------ THE RECORDS ------

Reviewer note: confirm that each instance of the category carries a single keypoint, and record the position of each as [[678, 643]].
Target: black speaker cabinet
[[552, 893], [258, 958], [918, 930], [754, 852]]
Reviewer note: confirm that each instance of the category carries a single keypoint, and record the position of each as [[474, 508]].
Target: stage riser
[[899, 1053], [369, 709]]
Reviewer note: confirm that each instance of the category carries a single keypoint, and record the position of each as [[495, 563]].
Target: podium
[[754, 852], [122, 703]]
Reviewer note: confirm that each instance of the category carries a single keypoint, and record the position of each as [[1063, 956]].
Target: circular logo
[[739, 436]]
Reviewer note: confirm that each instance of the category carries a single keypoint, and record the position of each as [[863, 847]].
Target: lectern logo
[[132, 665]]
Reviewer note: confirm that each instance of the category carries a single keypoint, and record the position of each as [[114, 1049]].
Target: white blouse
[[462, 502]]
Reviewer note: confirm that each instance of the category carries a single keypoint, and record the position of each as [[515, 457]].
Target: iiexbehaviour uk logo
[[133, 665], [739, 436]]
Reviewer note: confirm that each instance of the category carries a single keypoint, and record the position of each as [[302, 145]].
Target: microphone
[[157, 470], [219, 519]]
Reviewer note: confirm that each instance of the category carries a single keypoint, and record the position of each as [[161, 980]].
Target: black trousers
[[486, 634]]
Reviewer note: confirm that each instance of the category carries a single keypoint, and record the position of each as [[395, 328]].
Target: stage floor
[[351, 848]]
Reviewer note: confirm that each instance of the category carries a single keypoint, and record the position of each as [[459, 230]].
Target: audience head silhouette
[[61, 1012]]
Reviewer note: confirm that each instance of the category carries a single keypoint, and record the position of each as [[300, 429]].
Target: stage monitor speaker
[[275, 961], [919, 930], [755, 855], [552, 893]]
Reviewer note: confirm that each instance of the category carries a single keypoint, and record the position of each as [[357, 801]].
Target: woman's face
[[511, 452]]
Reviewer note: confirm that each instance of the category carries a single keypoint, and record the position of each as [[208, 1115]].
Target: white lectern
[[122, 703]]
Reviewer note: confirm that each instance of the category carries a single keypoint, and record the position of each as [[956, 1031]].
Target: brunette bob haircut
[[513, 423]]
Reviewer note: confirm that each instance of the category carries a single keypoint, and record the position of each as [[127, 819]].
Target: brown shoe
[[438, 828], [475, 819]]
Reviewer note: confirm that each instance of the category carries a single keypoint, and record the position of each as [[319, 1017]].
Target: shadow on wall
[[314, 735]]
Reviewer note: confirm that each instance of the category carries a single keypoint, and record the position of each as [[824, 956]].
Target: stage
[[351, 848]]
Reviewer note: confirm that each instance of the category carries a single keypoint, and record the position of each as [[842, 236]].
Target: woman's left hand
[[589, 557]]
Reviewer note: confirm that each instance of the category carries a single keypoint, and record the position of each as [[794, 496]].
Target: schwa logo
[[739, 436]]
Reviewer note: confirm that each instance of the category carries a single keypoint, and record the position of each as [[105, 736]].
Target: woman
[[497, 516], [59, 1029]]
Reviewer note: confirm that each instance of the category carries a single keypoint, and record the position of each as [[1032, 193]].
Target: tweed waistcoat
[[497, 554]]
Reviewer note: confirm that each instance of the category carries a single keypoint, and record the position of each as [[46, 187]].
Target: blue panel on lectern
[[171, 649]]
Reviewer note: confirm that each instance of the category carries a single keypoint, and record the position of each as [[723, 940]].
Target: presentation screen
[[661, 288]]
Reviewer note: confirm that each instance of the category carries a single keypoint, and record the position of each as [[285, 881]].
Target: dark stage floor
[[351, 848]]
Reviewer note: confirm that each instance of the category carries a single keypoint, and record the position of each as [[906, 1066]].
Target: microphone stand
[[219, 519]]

------

■ **WHAT IS ASKED**: Rewrite all of the entries above with "Target" changed to "Label" wherever it occurs, keeping everything else the same.

■ **THE SOLUTION**:
Reviewer note: confirm that each instance of the category carries a single keypoint, and record the position of each as [[678, 643]].
Label: black speaker cabinet
[[552, 893], [258, 958], [918, 930], [754, 852]]
Reviewer note: confirm that each instance of the category carries a single keypoint, and record the position of each as [[474, 508]].
Label: stage riser
[[899, 1053], [369, 709]]
Reviewer note: confirm that each instance of the category carries a single keypoint, and record the position of each as [[495, 563]].
Label: podium
[[754, 852], [122, 703]]
Reviewer note: confirm that each instance of the category carries a single keypoint, and record the position of each as [[1063, 956]].
Label: circular logo
[[739, 436]]
Reviewer note: confirm that each instance of the category carries a single keypoint, and record the position of each as [[863, 847]].
Label: lectern logo
[[132, 665]]
Reviewer note: confirm that each instance of the category carries a single keypoint, and record the position of each as [[114, 1049]].
Label: white blouse
[[462, 502]]
Reviewer note: confirm that each instance of the category carries a single keypoint, and record the position of each as [[515, 457]].
Label: iiexbehaviour uk logo
[[133, 665], [739, 436]]
Reviewer note: confirm that each instance of the category carries a single keypoint, and record the position of each as [[302, 145]].
Label: microphone
[[157, 470], [219, 519]]
Reviewer note: confirm that each instance of the category carries a single keypoint, and record the position of each as [[161, 980]].
Label: black trousers
[[486, 634]]
Reviewer note: confirm that each instance of the category carries a single keypoint, and record the position of each as [[395, 328]].
Label: stage floor
[[351, 848]]
Reviewer note: confirm that each instance of the category carries a single keypoint, and record the position of each as [[459, 230]].
Label: audience head silhouette
[[61, 1012]]
Reviewer note: confirm that each instance of the category carries a single keypoint, and record the position of each as [[300, 429]].
Label: stage monitor speaker
[[275, 961], [919, 930], [755, 855], [552, 893]]
Reviewer note: confirm that each instance of the category carries a single keypoint, and record the position of each as [[357, 801]].
Label: woman's face
[[511, 452]]
Reviewer note: confirm that each instance of the category carries a single keypoint, and record the position of each as [[208, 1115]].
Label: white lectern
[[122, 703]]
Reviewer note: confirm that each instance of the category carries a single keypoint, and record the position of each as [[956, 1031]].
Label: brunette bob haircut
[[513, 423]]
Reviewer note: confirm that each instance of the category carries a single keypoint, and record the position of each as [[127, 819]].
Label: brown shoe
[[438, 828], [475, 819]]
Reviewer note: confirm that each instance of the category carries a single keypoint, and record the position of each as [[319, 1017]].
Label: shadow on wall
[[314, 735]]
Reviewer note: confirm that each instance of the category carries a single keypoint, and record the position of each as [[824, 956]].
Label: stage
[[351, 848]]
Reviewer note: confirm that each instance of the category carries a single keypoint, and record the position of each as [[842, 236]].
Label: woman's left hand
[[589, 557]]
Reviewer note: confirm that each instance of the category carries a single keypoint, and record the position of each as [[794, 496]].
Label: schwa logo
[[739, 436]]
Reviewer note: confirm that each instance of the category carries a single keypoint, and record the position of each as [[105, 736]].
Label: woman
[[497, 516], [59, 1029]]
Reviewer note: confirm that each instance of the category carries a single keypoint, and record the position of each as [[1032, 193]].
Label: tweed waistcoat
[[497, 554]]
Reviewer note: confirm that each instance of the category carries a single keypoint, and record the position of each as [[46, 187]].
Label: blue panel on lectern
[[171, 649]]
Reviewer note: confirm that each instance of the category carries a single keypoint, and record the position of each as [[723, 940]].
Label: presentation screen
[[661, 288]]
Reviewer note: confirm that each instance of the category carries a single keypoint, and record the position of each as [[285, 881]].
Label: dark stage floor
[[351, 848]]
Reviewer note: confirm that each instance of the category carries a single keypoint, and record the position of each as [[906, 1066]].
Label: microphone stand
[[219, 519]]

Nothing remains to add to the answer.